## What the task asks
Set down the lines below exactly as they stand, please. Go from the first through the one containing "174L428 235L464 210L507".

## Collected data
Segment Open
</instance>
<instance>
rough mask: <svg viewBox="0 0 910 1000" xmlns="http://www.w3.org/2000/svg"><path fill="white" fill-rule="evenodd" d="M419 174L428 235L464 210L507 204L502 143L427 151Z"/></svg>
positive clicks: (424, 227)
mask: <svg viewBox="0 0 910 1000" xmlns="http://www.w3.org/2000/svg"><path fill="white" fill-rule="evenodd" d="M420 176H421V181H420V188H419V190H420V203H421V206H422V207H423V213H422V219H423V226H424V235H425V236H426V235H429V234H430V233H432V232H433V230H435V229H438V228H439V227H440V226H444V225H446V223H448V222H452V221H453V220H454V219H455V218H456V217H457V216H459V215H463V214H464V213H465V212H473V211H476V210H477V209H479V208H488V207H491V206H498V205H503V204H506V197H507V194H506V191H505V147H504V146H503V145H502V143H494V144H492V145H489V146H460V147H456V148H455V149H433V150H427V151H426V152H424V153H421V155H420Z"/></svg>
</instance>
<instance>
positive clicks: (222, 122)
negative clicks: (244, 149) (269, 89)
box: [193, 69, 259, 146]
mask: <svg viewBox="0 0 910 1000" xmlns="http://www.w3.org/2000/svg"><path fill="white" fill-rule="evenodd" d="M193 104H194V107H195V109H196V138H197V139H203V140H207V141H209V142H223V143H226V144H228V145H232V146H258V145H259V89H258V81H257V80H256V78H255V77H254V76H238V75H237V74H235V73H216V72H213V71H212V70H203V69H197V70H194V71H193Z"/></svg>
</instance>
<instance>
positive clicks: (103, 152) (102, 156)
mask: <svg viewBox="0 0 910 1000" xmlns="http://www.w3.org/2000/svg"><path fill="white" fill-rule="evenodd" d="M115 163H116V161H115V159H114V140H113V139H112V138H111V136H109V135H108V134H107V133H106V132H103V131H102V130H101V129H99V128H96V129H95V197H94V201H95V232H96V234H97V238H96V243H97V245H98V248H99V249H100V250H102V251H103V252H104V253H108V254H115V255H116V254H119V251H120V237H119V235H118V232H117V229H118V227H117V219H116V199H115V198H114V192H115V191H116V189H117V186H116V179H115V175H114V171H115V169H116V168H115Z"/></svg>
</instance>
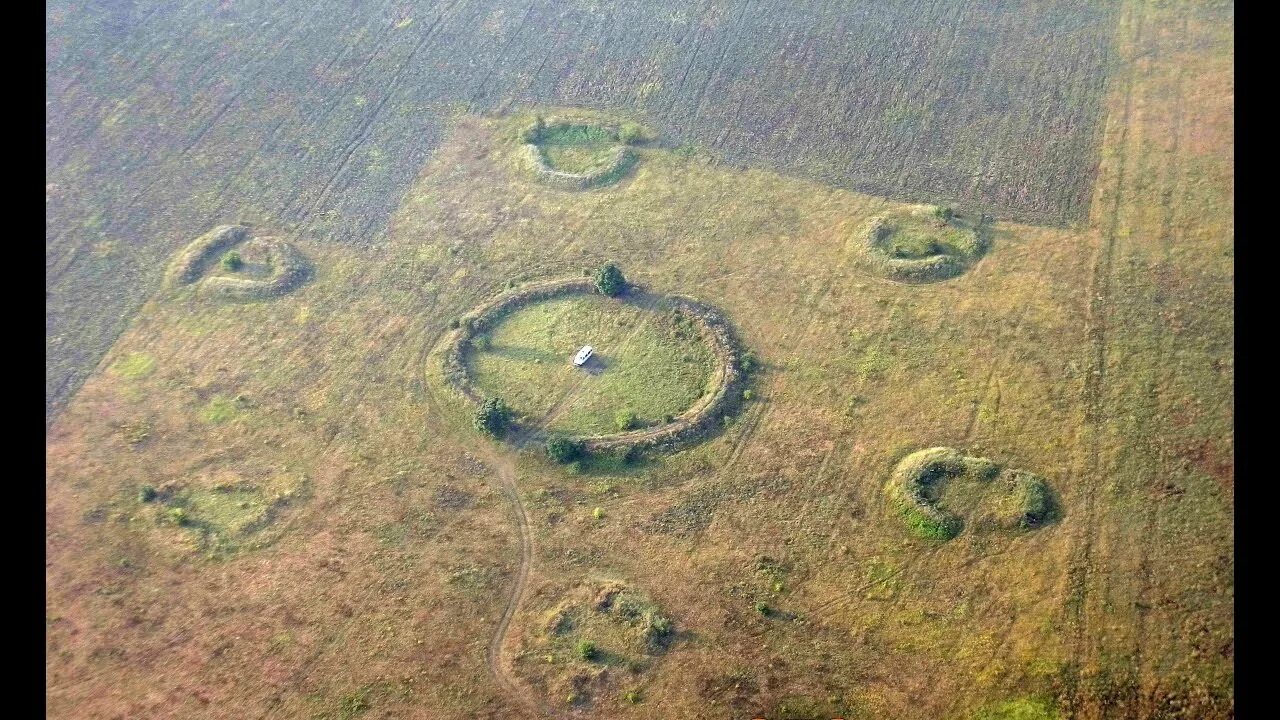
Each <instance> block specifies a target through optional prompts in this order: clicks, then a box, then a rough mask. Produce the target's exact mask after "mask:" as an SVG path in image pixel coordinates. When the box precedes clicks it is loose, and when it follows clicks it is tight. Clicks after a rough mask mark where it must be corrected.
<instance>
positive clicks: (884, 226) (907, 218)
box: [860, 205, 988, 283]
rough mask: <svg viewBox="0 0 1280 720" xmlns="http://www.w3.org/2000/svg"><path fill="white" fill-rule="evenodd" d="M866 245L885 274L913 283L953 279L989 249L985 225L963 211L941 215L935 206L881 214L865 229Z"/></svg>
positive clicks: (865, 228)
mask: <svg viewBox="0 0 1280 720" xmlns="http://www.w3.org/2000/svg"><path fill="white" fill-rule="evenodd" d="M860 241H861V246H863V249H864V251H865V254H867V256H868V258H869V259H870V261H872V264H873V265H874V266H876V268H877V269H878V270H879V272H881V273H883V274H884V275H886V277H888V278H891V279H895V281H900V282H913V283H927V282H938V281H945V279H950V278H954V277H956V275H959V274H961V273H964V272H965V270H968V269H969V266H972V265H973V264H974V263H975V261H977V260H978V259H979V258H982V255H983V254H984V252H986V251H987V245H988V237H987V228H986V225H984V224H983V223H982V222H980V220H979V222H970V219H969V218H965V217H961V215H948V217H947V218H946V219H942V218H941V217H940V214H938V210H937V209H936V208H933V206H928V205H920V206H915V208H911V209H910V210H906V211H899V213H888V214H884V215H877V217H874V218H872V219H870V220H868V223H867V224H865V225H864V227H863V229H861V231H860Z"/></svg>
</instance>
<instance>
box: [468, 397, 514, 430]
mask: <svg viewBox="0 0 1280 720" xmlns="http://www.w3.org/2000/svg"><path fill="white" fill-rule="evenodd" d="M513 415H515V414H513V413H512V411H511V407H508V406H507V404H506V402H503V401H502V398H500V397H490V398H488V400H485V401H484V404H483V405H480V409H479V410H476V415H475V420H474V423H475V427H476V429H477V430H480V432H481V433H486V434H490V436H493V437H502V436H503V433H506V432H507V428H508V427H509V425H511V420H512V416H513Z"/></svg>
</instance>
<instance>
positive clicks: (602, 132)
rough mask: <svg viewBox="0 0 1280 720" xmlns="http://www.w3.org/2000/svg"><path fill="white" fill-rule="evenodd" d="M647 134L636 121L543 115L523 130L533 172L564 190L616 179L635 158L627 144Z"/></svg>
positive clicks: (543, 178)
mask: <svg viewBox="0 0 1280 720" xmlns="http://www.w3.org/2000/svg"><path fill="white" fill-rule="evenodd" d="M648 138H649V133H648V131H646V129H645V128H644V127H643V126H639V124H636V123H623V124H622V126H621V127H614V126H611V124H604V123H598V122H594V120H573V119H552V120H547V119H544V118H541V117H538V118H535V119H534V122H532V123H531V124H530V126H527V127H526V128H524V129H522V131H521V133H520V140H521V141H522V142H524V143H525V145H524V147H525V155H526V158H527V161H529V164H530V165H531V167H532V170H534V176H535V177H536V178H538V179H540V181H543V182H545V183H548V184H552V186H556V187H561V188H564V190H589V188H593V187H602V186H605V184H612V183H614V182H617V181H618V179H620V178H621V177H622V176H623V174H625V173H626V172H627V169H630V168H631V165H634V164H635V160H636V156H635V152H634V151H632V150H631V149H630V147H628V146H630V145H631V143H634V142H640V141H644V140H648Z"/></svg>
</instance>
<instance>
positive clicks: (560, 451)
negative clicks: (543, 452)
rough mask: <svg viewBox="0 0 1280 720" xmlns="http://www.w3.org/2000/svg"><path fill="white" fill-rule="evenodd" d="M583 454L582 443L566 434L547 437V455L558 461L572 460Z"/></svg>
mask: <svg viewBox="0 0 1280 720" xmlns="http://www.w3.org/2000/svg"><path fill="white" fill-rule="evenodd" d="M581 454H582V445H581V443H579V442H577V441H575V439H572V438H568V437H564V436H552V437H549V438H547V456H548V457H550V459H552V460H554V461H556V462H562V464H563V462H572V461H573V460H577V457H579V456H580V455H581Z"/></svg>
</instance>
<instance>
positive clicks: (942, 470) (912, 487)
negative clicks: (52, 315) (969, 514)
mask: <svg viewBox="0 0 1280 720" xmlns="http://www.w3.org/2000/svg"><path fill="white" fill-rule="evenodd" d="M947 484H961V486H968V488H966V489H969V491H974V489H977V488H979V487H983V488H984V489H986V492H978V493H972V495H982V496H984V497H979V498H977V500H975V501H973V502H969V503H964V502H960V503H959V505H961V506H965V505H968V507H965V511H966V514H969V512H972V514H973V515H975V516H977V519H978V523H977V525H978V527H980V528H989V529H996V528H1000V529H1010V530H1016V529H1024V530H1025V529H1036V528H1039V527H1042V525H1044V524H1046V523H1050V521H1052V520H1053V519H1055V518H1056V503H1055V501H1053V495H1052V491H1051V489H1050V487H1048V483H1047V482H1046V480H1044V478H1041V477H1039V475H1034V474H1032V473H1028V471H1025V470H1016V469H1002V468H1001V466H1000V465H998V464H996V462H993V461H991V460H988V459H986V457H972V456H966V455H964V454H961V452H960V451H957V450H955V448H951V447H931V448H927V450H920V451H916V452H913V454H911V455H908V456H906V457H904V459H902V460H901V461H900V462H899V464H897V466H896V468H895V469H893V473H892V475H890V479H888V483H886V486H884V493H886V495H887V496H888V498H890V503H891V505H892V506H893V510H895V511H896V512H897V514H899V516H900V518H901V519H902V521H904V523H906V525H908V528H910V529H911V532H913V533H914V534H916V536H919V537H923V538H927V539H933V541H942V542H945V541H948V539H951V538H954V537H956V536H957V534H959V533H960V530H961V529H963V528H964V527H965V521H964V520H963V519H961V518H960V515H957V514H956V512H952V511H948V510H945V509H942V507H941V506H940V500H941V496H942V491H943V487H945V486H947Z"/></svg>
Segment Closed
## Answer for the task
</instance>
<instance>
rough mask: <svg viewBox="0 0 910 1000" xmlns="http://www.w3.org/2000/svg"><path fill="white" fill-rule="evenodd" d="M419 174L428 235L464 210L507 204L502 143L427 151Z"/></svg>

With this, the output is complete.